SET EXERCISE> Copy the lines of the data below verbatim, starting from the line containing "large tree. Return a box per instance." and ending with the line containing "[3,29,103,53]", both included.

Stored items
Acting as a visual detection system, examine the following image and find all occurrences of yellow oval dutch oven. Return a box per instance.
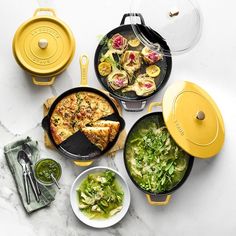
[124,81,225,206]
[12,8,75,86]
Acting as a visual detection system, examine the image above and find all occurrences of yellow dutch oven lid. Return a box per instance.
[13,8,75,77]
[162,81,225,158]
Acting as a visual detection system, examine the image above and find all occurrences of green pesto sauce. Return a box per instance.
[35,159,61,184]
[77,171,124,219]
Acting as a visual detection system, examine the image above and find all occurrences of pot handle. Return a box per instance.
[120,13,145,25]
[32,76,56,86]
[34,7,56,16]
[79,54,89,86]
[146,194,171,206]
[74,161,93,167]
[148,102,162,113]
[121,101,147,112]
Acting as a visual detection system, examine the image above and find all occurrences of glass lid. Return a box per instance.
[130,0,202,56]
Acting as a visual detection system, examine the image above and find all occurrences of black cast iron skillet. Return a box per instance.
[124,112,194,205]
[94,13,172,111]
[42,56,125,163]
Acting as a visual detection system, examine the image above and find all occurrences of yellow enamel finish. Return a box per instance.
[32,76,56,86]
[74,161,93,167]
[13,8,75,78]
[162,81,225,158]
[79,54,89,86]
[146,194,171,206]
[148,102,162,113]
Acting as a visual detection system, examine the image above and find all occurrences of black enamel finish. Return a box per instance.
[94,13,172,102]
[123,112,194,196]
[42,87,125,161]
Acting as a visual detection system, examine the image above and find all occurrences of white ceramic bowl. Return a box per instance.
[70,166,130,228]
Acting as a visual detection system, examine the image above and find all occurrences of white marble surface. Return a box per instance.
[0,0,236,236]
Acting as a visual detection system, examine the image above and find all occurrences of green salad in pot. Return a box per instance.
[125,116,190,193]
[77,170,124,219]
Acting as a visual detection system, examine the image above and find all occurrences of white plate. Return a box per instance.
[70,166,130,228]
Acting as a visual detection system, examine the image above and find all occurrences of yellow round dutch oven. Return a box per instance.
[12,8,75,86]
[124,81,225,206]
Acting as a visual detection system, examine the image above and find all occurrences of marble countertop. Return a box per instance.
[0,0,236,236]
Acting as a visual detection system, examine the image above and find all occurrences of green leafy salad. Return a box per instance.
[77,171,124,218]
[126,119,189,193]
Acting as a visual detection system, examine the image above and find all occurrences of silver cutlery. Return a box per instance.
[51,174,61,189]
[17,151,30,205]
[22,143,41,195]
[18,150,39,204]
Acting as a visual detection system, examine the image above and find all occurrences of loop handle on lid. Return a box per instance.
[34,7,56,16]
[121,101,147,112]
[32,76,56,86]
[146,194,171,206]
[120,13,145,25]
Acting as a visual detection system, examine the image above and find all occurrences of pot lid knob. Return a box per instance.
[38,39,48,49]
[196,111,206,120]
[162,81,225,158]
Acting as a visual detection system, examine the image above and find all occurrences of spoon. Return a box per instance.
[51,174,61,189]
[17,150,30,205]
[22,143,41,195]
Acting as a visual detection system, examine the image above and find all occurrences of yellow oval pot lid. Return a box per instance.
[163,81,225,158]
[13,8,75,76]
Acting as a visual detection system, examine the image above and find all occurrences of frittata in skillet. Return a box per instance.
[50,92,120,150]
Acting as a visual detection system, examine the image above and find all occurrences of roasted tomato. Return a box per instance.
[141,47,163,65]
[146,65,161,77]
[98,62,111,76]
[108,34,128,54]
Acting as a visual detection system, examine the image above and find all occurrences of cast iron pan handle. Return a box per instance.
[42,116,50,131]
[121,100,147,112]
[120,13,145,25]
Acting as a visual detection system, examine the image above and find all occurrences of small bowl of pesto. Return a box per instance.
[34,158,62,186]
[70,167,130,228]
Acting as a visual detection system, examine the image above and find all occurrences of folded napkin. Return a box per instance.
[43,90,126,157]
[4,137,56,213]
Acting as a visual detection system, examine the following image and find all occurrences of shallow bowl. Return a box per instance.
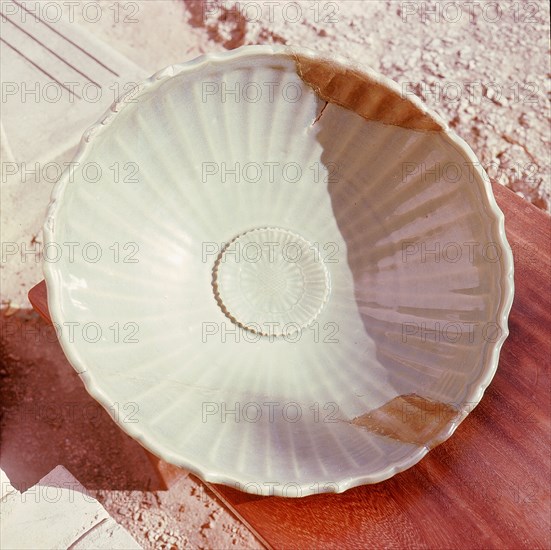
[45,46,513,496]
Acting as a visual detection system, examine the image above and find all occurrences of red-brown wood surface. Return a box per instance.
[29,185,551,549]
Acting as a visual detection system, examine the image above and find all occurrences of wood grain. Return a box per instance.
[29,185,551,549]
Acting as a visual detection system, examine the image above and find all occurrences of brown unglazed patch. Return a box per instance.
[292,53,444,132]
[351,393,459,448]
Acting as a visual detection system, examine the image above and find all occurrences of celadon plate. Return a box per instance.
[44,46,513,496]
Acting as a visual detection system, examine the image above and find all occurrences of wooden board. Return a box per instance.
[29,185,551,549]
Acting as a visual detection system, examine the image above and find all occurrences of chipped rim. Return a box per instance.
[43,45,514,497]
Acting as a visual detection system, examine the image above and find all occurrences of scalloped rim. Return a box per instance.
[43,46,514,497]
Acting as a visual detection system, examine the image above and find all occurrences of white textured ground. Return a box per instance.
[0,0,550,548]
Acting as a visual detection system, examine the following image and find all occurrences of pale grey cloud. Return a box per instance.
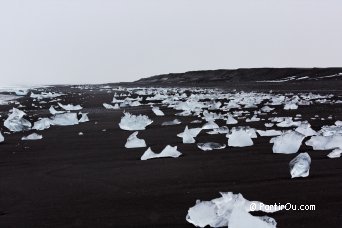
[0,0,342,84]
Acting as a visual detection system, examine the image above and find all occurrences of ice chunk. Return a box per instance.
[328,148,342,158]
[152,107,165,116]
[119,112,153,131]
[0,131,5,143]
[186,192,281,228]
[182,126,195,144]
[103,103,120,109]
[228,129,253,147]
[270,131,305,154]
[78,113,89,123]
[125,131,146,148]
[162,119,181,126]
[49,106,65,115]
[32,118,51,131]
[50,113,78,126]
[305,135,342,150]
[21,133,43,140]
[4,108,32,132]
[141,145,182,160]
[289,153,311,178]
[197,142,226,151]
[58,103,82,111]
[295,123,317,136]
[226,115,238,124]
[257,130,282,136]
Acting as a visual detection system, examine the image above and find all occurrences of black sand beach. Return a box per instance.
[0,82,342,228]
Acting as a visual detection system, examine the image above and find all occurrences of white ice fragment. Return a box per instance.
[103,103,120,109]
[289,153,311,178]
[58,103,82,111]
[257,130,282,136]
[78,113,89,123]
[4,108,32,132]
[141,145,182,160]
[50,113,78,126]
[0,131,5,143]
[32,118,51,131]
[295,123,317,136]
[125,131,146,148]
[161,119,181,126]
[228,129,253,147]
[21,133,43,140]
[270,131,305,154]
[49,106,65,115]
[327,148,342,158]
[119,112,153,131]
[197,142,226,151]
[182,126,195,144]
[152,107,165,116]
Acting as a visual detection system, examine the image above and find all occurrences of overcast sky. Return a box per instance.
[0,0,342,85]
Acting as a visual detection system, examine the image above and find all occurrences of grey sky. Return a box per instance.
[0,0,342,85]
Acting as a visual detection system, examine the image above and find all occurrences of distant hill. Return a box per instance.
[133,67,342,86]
* * *
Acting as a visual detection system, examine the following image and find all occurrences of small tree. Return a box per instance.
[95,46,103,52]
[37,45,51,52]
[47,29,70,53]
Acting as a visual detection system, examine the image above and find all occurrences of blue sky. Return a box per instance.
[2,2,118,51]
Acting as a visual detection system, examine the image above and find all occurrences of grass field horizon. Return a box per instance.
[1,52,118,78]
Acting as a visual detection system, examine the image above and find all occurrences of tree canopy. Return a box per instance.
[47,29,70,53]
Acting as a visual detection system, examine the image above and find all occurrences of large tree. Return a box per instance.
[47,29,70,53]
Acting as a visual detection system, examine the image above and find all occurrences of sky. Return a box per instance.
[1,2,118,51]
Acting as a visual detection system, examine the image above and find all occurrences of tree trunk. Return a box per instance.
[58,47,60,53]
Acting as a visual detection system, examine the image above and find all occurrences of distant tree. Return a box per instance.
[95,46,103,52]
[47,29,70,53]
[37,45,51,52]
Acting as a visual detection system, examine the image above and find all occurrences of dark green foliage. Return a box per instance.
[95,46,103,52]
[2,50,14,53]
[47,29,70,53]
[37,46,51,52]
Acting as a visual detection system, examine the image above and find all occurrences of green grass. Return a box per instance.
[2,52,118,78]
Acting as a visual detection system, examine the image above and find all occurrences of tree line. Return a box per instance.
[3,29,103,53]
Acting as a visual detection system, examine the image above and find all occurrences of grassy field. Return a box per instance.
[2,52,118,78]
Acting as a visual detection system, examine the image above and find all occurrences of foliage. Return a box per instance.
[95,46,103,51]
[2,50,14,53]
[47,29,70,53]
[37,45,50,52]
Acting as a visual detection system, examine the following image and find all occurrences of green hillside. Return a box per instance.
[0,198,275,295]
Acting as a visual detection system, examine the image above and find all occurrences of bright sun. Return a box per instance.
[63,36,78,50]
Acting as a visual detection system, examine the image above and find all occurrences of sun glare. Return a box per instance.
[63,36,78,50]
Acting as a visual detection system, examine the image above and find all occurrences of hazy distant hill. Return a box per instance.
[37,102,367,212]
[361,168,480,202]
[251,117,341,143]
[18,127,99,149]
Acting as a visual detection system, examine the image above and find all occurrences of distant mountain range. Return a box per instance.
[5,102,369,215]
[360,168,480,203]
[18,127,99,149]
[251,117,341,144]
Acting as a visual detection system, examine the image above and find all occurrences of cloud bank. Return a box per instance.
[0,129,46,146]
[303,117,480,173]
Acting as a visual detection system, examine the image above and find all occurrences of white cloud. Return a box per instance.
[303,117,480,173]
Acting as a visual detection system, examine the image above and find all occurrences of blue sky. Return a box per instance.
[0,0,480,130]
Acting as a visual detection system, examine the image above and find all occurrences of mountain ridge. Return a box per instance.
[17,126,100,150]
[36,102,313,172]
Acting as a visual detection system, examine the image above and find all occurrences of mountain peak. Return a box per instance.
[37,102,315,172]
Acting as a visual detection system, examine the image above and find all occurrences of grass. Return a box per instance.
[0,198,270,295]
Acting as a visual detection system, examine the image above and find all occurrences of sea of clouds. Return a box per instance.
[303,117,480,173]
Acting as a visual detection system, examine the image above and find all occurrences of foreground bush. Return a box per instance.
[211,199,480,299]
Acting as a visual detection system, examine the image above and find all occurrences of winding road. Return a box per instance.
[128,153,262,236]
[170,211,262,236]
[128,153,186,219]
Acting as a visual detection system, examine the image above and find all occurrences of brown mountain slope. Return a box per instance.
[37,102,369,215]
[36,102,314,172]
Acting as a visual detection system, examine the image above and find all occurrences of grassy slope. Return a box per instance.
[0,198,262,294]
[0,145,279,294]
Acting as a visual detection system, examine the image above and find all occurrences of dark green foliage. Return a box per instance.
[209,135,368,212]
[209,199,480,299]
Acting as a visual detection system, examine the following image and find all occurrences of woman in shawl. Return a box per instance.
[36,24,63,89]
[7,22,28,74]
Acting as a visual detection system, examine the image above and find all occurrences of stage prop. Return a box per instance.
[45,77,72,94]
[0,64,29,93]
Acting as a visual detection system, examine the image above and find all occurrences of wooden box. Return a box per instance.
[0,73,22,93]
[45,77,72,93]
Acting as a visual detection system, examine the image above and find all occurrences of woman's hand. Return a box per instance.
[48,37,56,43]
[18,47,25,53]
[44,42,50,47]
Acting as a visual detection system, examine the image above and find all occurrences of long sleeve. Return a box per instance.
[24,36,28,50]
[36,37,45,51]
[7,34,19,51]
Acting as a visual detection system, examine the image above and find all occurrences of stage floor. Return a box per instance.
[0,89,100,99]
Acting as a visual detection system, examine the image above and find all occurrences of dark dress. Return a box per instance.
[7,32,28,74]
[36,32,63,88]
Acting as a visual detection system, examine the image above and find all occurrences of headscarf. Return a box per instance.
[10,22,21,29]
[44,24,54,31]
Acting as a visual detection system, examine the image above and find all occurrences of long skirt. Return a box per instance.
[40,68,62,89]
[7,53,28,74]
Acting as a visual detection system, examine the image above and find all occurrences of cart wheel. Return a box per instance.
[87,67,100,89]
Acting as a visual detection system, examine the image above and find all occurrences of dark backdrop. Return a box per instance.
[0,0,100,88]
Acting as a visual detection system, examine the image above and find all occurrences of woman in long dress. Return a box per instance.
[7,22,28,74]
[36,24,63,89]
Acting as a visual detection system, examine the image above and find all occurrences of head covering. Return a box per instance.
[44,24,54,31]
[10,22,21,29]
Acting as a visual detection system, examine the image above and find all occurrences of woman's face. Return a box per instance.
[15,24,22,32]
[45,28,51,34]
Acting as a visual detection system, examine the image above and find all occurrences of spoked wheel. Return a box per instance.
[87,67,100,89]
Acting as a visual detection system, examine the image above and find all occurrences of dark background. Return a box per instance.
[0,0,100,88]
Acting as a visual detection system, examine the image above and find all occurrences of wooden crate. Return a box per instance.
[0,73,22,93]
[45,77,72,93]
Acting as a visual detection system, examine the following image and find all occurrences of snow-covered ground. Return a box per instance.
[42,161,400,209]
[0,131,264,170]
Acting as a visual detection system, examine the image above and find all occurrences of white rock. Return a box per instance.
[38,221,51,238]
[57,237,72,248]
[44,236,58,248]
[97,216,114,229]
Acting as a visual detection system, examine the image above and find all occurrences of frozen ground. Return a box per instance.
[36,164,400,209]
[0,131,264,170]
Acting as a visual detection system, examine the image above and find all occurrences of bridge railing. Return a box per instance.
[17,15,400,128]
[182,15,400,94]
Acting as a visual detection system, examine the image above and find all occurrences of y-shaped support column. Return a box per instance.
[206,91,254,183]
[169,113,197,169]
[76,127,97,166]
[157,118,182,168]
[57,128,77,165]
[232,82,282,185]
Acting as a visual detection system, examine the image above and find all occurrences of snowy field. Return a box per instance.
* * *
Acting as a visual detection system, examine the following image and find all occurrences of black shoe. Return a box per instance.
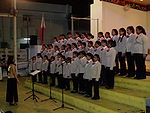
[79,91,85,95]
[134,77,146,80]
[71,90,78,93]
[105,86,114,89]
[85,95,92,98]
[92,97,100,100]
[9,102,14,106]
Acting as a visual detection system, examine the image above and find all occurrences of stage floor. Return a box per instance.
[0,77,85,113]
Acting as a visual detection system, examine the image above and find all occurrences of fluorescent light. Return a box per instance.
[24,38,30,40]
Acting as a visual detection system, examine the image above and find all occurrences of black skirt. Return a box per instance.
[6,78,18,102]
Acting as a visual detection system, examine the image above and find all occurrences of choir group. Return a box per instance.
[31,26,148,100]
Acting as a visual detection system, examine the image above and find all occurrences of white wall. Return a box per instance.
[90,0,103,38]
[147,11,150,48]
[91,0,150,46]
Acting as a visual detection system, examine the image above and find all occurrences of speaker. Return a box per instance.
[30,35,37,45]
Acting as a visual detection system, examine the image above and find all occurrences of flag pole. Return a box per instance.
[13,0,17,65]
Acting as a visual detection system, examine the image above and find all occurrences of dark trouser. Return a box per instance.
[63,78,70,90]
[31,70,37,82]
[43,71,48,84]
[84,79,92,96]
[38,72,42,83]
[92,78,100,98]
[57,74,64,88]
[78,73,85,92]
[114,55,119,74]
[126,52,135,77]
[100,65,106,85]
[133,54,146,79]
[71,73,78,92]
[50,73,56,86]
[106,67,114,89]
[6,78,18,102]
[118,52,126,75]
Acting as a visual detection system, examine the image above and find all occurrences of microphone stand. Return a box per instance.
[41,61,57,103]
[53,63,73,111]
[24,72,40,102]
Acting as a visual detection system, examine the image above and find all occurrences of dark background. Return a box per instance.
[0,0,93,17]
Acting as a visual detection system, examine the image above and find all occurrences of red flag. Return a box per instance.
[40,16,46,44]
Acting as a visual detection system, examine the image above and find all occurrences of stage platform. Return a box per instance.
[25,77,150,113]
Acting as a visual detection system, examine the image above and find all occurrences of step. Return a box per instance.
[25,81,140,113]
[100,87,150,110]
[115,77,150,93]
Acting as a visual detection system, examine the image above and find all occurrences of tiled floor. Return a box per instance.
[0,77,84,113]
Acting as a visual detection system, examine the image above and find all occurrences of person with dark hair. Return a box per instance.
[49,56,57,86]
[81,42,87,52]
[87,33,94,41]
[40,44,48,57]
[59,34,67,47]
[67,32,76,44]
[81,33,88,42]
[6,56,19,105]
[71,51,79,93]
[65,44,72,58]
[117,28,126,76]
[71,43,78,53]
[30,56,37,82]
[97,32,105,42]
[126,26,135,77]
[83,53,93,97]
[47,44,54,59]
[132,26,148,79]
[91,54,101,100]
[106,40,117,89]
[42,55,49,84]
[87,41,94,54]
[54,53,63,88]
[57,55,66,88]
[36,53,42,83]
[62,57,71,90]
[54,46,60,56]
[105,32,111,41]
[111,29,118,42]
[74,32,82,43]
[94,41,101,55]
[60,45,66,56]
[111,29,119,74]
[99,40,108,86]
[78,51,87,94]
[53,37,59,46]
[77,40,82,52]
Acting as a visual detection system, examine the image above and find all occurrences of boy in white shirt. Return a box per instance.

TASK SOLUTION>
Acting as a visual detection system, examine the image above and find all occurrences of large tree. Return a box per instance.
[47,29,70,53]
Acting as a visual detection system, examine the image above and find all occurrences of sky. Return a box per instance.
[1,2,118,51]
Acting as a visual detection system, examine the image above and find all occurrences of tree trunk. Return a box per instance.
[58,47,60,53]
Acting as a visual detection system, examine the image above and find all occurrences of distant tree. Return a box per instance.
[95,46,103,52]
[47,29,70,53]
[37,45,51,52]
Acting as a visual detection system, examine the image above and find all occurrences of dark green foliage. Return a box per instance.
[95,46,103,52]
[2,50,14,53]
[47,29,70,53]
[37,46,51,52]
Acting as a visual detection system, examine the image above and find all occurrences of green grass. Return a box per instance.
[2,52,118,78]
Acting as a visual detection system, examine the image above and find all occurrences of tree line. Return a box per instance.
[3,29,103,53]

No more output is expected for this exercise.